[Task directions]: Every entry below must be reproduced exactly.

[Records contained in a dataset]:
*** Block opens ***
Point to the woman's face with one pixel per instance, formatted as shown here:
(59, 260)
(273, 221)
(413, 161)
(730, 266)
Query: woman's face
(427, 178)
*** Block closes ***
[Task solution]:
Point to the woman's face with one pixel per instance, formatted as shown here:
(59, 260)
(273, 221)
(413, 161)
(730, 266)
Query: woman's face
(427, 178)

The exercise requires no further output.